◆ WHAT YOU NEED TO DO ◆
Continue the article on common leadership pitfalls, picking up right after its last sentence.

Segment Start: DOCUMENT EXCERPT

5 Common Pitfalls of Leadership

COMPETENCY-BASED MODELS WON’T WORK

Technical competency leadership models don’t work.  By rewarding technical competency, organizations fail to reward the most significant aspect of its people, their total contribution. Companies that focus their assessment on technical competency fails to recognize the most significant, and often neglected potential in a person.

It is not just through their KPIs, KRAs and other abbreviated technical stuff, it’s the cumulative power of a person’s soft skills, values, and character, the synergistic parts if you will, that creates real value for a firm. It’s not what a person knows and how he performs in the confine of his/her job description, it is how they’re able to use the said knowledge to inspire and create brilliance in others, innovate and iterate for new businesses, and collaborate with others to create synergy within the organization.

Technical competencies can easily be taught and learned, character and integrity aren’t. It is an inherent and inevitable nature of every person. Why not measure technical accomplishments and goals? It is to be expected! Instead of measuring quality and productivity, measure the person’s true value and character. This is what drives business sustainability, a vision that every leader should have.

SURRENDER AND NOT CONTROL

We have arrived at an era where authoritative control is dead. Leadership simply cannot be engineered to what was history’s best. The new dawn in leadership is to surrender and serve people. It is about breaking the rules, quickly adapting to change through encouraging innovation and motivating discovery. 

Common leadership practice is not usually crafted as “what should be done to move forward“.

Instead, it is crafted as “what we did last time will be successful tomorrow“. People are trained to think this way and often in our current leadership system, initiating change is controlled, if not penalized.

By surrendering to people and empowering them, productivity and innovation can be expected. Control people, expect them to become robots absent of creativity and innovation that every company desperately needs. Until companies reject those traditional leadership practices, embrace the challenge to change the status quo, expect to still see organizations struggle unnecessarily.

Desiring to serve instead of seeking to be served is the new way to lead an emerging generation empowered by technology and diversity.

PEOPLE AND NOT THINGS

Leaders lead people and not systems, policies, and standards because if not for people, there are no things that would exist inside organizations. Real leaders that focus on people understand that without that vibrant culture, even the best strategy, systems, policies, and standards will fail miserably and painfully.

Real leaders understand that systems, policies, and standards don’t solve problems, people do.

Any company problem, at some sort, is generally a people problem. Conversely, any leadership victory is a win for the people. In that sense, leaders should not protect the implementation of strategy, systems, policies, and standards. Instead, leaders should, first and foremost, protect their people by understanding the cause of every deviation.

Segment End: DOCUMENT EXCERPT
Segment Start: RAW DATA

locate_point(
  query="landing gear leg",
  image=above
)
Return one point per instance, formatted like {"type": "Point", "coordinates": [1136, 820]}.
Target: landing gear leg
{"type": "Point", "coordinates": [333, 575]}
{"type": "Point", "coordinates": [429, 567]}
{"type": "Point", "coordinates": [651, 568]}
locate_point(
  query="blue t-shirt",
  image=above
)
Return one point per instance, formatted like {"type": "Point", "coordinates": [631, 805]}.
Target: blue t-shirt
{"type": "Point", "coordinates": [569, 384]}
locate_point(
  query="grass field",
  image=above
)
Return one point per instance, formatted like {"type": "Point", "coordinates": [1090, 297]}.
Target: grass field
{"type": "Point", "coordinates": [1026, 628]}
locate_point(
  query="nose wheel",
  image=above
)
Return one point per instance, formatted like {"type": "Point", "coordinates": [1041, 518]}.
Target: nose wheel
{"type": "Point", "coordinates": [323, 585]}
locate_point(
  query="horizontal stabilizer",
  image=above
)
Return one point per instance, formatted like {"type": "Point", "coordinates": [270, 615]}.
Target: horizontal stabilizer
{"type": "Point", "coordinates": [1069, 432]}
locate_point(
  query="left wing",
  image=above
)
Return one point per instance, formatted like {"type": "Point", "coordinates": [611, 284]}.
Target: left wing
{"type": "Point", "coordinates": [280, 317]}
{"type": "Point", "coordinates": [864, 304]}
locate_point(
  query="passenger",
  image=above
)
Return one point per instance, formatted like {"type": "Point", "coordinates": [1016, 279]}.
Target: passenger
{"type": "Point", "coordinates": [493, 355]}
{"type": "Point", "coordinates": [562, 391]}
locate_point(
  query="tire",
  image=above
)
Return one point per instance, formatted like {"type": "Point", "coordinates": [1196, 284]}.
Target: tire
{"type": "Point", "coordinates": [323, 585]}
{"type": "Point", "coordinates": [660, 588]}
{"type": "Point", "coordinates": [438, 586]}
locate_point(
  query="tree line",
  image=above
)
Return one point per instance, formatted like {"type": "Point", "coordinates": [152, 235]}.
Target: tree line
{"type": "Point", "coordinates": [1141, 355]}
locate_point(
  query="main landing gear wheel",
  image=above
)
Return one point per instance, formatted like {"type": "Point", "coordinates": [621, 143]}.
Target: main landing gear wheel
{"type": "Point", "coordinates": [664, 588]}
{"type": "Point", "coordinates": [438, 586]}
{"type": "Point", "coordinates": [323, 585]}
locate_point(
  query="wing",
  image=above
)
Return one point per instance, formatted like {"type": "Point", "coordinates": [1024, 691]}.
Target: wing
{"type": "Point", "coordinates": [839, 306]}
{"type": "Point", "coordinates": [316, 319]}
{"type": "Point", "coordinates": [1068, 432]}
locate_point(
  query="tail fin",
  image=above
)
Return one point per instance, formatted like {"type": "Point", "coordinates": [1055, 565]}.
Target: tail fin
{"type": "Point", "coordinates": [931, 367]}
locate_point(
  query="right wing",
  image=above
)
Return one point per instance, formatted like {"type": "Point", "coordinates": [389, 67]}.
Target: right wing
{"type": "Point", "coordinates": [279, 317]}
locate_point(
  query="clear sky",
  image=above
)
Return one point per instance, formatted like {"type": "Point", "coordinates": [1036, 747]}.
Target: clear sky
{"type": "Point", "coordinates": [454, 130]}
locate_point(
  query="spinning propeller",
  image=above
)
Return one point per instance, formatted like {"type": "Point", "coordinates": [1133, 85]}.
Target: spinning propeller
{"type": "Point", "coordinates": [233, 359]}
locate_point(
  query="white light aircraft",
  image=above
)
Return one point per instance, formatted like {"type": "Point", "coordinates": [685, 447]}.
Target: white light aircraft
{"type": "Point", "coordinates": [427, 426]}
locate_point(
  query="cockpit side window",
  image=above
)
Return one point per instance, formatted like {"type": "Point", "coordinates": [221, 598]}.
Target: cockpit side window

Segment End: RAW DATA

◆ TASK OUTPUT ◆
This is a more culture-enhancing and sustainable way to solve problems than just enforcing sanctions just to uphold rules. There are undeniably no perfect systems nor perfect people, the goal is to have that “we’ll solve this together” swagger, not only for the leader but also for their people, to strive for that perfection.

ADAPTATION TO CHANGE

Survey results published in an edition of Chief Executive, where CEOs listed the top 10 skills needed for effective leadership, CEOs ranked adaptability to change as the most important skill (60% of votes). The reality is that the world is full of uncertainty and surprises. In fact, there are no perfect projections and predictions. Usually, deviations always occur in them and what only matters is how much is the size of the deviation.

Without the will to adapt to change, leaders, along with its constituents, will be left behind to people brave enough to adapt to the inevitable change.  Real leaders are not afraid to change and pivot to what best for the organization and its people. Real leaders see change as an opportunity to make things even better.

DOCTORS AND NOT FIRST-AIDERS

There are two types of leaders, one is first-aiders that treat symptoms to relieve people (organizations) from their pain (problems). They look short-term that results in reactive approaches.

On the other hand, there are leaders that act like doctors. They will see the root cause of the problem and treat them at whatever cost. Further, doctors teach people how to meditate and take care of themselves so that what happened will most likely be avoided in the future.

The purpose of leaders is to develop sound solutions to every problem in their organizations. Solving acumen is not solving only by themselves, but understanding the problem so that they can lead people in developing the best solution.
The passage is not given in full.